### [What to produce]
Find every line in the rows below that contains the word "window", and copy each of those lines. Case counts, so match only that exact capitalization.

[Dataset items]
——————

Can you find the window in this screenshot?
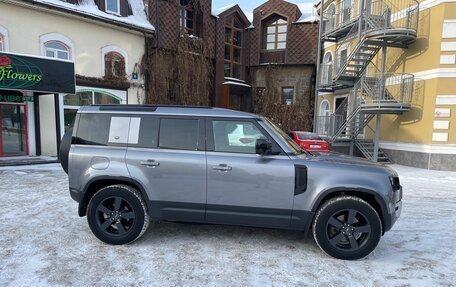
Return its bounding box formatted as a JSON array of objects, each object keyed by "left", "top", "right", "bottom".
[
  {"left": 44, "top": 41, "right": 70, "bottom": 60},
  {"left": 63, "top": 91, "right": 122, "bottom": 132},
  {"left": 264, "top": 19, "right": 287, "bottom": 50},
  {"left": 282, "top": 88, "right": 294, "bottom": 106},
  {"left": 159, "top": 119, "right": 198, "bottom": 150},
  {"left": 104, "top": 52, "right": 126, "bottom": 78},
  {"left": 212, "top": 121, "right": 266, "bottom": 154},
  {"left": 75, "top": 114, "right": 111, "bottom": 146},
  {"left": 179, "top": 0, "right": 195, "bottom": 35},
  {"left": 225, "top": 17, "right": 242, "bottom": 79},
  {"left": 105, "top": 0, "right": 120, "bottom": 15}
]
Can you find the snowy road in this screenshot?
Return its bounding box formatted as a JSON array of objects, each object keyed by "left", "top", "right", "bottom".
[{"left": 0, "top": 165, "right": 456, "bottom": 286}]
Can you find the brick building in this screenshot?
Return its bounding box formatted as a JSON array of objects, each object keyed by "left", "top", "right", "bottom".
[{"left": 144, "top": 0, "right": 318, "bottom": 129}]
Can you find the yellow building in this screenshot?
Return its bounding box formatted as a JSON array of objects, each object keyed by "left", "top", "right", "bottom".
[{"left": 315, "top": 0, "right": 456, "bottom": 170}]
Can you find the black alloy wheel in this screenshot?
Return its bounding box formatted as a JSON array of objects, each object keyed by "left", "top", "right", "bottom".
[
  {"left": 87, "top": 185, "right": 149, "bottom": 245},
  {"left": 313, "top": 196, "right": 382, "bottom": 260}
]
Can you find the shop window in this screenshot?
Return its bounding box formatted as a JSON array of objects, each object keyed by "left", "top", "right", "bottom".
[
  {"left": 105, "top": 0, "right": 120, "bottom": 15},
  {"left": 225, "top": 17, "right": 243, "bottom": 79},
  {"left": 104, "top": 52, "right": 126, "bottom": 78},
  {"left": 179, "top": 0, "right": 195, "bottom": 35},
  {"left": 282, "top": 87, "right": 294, "bottom": 106},
  {"left": 44, "top": 41, "right": 70, "bottom": 60},
  {"left": 263, "top": 18, "right": 288, "bottom": 50}
]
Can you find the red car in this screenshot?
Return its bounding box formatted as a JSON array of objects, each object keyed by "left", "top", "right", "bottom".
[{"left": 288, "top": 132, "right": 329, "bottom": 152}]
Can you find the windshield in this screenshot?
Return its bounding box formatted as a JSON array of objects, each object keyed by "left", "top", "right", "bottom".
[{"left": 260, "top": 116, "right": 310, "bottom": 154}]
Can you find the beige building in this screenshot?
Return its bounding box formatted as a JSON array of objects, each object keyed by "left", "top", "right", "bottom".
[
  {"left": 315, "top": 0, "right": 456, "bottom": 170},
  {"left": 0, "top": 0, "right": 154, "bottom": 157}
]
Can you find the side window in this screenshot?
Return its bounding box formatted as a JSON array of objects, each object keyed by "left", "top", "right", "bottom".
[
  {"left": 158, "top": 119, "right": 199, "bottom": 150},
  {"left": 128, "top": 117, "right": 160, "bottom": 148},
  {"left": 74, "top": 114, "right": 130, "bottom": 146},
  {"left": 212, "top": 121, "right": 266, "bottom": 154}
]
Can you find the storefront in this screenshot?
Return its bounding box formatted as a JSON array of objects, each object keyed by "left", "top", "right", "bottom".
[{"left": 0, "top": 52, "right": 75, "bottom": 157}]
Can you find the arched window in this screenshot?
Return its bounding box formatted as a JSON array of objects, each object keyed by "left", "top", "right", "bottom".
[
  {"left": 179, "top": 0, "right": 195, "bottom": 35},
  {"left": 104, "top": 52, "right": 126, "bottom": 78},
  {"left": 40, "top": 33, "right": 74, "bottom": 60},
  {"left": 263, "top": 18, "right": 288, "bottom": 50},
  {"left": 44, "top": 41, "right": 71, "bottom": 60}
]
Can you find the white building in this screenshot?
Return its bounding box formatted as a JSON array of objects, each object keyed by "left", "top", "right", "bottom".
[{"left": 0, "top": 0, "right": 154, "bottom": 157}]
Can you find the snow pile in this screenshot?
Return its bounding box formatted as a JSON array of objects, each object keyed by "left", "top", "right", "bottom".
[{"left": 33, "top": 0, "right": 155, "bottom": 31}]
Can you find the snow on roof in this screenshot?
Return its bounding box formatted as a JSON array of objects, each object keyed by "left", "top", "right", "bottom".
[
  {"left": 212, "top": 4, "right": 237, "bottom": 16},
  {"left": 33, "top": 0, "right": 155, "bottom": 31}
]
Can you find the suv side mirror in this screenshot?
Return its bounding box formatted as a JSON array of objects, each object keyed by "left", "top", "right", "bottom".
[{"left": 255, "top": 139, "right": 272, "bottom": 155}]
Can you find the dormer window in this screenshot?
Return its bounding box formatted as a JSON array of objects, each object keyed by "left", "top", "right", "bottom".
[
  {"left": 105, "top": 0, "right": 120, "bottom": 15},
  {"left": 179, "top": 0, "right": 195, "bottom": 35},
  {"left": 263, "top": 18, "right": 287, "bottom": 50}
]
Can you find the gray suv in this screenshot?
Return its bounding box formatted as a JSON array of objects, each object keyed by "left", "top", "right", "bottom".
[{"left": 61, "top": 105, "right": 402, "bottom": 260}]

——————

### [Solution for this exercise]
Can you find the window in this screenshot?
Can you find the shop window in this screenshot?
Can you find the side window in this screenshot?
Can you find the arched window in this screenshot?
Can you find the dormer window in this screenshot?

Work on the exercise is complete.